*WHAT IS REQUIRED:* Print the range of lines that opens with the line containing "[locate] man in black jacket (one dot each)" and closes with the last line of the listing. Include both ends; print nothing more.
◇ ◇ ◇ ◇ ◇ ◇ ◇
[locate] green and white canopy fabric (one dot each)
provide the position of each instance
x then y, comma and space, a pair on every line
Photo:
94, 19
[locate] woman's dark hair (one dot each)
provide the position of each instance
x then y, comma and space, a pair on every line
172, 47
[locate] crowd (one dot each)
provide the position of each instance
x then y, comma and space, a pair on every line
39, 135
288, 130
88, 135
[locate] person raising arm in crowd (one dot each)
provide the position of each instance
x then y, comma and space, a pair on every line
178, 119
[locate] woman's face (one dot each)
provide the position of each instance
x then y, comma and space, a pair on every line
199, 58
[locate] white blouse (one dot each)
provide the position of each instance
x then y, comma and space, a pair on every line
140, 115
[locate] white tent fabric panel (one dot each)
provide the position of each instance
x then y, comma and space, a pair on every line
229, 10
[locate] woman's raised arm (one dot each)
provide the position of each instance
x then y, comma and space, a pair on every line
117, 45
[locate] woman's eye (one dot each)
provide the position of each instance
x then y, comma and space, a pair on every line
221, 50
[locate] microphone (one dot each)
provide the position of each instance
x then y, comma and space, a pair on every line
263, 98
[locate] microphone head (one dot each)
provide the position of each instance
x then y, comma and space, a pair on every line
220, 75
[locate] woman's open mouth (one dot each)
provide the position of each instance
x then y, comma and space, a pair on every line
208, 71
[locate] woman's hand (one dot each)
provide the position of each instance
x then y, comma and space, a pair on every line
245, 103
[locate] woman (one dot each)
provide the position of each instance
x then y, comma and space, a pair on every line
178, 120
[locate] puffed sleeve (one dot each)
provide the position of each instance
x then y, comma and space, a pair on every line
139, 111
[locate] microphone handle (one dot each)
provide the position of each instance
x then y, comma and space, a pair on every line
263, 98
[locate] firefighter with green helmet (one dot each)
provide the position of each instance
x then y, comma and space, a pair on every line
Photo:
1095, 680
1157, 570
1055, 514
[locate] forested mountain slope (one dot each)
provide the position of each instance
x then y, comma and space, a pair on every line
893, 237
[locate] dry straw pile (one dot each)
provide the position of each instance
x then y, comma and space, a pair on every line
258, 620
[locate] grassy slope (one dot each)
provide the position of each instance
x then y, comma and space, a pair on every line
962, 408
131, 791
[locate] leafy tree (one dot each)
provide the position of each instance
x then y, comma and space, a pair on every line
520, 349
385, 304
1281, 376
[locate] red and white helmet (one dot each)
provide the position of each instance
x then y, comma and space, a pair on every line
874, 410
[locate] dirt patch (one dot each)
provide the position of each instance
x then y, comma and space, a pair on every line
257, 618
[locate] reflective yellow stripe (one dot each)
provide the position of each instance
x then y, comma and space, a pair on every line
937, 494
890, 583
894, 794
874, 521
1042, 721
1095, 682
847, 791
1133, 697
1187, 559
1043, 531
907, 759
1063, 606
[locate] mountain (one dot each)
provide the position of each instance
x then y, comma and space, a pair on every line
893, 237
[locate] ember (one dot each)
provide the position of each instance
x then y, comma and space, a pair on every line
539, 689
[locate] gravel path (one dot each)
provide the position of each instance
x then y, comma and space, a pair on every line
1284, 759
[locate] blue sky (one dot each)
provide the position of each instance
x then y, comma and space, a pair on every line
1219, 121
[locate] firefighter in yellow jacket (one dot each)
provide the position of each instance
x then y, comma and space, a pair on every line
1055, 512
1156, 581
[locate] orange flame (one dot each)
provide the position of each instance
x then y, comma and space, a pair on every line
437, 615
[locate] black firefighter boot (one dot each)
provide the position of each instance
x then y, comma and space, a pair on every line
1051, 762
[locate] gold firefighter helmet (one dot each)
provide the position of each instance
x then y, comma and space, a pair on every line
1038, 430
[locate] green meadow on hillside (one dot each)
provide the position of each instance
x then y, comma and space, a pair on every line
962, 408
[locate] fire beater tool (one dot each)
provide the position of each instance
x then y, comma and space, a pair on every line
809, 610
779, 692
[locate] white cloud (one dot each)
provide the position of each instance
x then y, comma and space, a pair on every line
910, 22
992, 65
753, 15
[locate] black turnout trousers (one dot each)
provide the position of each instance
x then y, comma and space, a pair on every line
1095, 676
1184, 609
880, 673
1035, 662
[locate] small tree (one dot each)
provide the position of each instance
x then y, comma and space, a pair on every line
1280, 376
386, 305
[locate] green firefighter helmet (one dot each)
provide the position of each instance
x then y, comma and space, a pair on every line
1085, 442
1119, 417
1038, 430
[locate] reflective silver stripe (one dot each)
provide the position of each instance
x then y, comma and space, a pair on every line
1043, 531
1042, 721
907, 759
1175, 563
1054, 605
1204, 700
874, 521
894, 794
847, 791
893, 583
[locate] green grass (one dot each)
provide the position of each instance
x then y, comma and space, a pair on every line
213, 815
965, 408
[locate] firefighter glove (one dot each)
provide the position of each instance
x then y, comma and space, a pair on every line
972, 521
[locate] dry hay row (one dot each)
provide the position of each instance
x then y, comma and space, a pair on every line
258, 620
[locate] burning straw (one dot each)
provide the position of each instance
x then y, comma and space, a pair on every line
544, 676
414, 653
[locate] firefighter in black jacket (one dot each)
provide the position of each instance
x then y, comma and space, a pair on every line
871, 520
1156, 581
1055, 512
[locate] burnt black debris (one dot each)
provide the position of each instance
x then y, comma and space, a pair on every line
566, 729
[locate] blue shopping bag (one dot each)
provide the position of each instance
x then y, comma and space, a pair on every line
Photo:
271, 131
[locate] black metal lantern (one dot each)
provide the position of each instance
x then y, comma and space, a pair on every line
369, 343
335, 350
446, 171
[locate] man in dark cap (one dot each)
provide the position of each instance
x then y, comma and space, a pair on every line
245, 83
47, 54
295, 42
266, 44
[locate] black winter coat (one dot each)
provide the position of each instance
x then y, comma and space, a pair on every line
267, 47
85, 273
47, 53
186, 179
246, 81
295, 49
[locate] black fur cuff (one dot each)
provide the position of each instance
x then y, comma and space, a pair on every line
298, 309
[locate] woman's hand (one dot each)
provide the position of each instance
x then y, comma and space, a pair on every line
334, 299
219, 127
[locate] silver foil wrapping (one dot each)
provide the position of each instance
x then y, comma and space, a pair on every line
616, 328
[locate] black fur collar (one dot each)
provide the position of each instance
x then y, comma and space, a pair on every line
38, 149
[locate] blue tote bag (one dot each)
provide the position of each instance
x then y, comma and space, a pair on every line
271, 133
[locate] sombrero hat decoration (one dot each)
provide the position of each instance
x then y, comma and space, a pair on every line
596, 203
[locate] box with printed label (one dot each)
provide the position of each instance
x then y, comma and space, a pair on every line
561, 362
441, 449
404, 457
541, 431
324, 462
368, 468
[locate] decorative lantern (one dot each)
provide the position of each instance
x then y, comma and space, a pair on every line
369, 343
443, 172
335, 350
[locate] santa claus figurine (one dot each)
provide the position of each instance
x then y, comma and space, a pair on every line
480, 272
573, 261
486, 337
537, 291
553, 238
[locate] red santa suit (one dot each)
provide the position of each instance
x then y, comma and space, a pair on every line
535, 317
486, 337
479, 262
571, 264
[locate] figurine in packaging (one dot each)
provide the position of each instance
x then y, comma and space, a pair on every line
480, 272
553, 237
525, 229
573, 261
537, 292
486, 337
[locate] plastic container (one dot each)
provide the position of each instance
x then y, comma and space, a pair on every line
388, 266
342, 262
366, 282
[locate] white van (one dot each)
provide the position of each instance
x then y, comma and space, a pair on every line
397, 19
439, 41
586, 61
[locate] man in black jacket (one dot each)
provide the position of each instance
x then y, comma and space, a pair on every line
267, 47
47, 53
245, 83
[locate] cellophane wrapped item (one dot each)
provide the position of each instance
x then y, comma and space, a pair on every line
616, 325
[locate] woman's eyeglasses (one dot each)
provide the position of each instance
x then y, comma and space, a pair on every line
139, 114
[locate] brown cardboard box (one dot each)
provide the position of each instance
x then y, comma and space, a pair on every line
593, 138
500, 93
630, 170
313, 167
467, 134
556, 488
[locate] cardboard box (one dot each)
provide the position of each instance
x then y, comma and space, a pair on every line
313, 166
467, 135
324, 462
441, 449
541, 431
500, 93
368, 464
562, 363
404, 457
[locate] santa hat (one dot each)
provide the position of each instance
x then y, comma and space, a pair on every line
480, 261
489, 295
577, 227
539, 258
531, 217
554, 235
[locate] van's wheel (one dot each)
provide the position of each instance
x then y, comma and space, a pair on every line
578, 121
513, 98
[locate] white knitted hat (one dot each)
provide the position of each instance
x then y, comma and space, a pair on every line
◇ ◇ ◇ ◇ ◇ ◇ ◇
*FULL OUTPUT:*
[locate] man in black jacket (one dot each)
provide the position of each instance
x then y, comma and space, a pair on every line
267, 47
47, 53
245, 83
[locate] cellophane wrapped item (one dot each)
provide the position of each instance
x then y, comma and space, a pair on every line
616, 325
[locate] woman's eyeglasses (one dot each)
provide the position of each instance
x then y, comma and space, a pair on every line
139, 114
[locate] brown cardboard box (one dot each)
provide the position of each instance
x then y, comma and space, a pair on every line
593, 138
500, 93
630, 170
313, 167
467, 134
556, 488
[locate] cardboard box (one dot each)
provide the position of each instance
x then y, comma and space, a pair on every line
313, 166
467, 135
324, 462
441, 449
541, 431
500, 93
368, 464
562, 363
404, 457
[locate] santa hat (one dot each)
provide the position of each instance
x then y, comma and space, a pair on every line
480, 261
489, 295
577, 227
539, 258
531, 217
554, 235
[locate] van's wheel (one dot each)
provide the position of each instance
x then y, comma and space, a pair on every line
578, 121
513, 98
[locate] white knitted hat (one dot each)
provide the position of each instance
x then y, comma and space, a pair on every line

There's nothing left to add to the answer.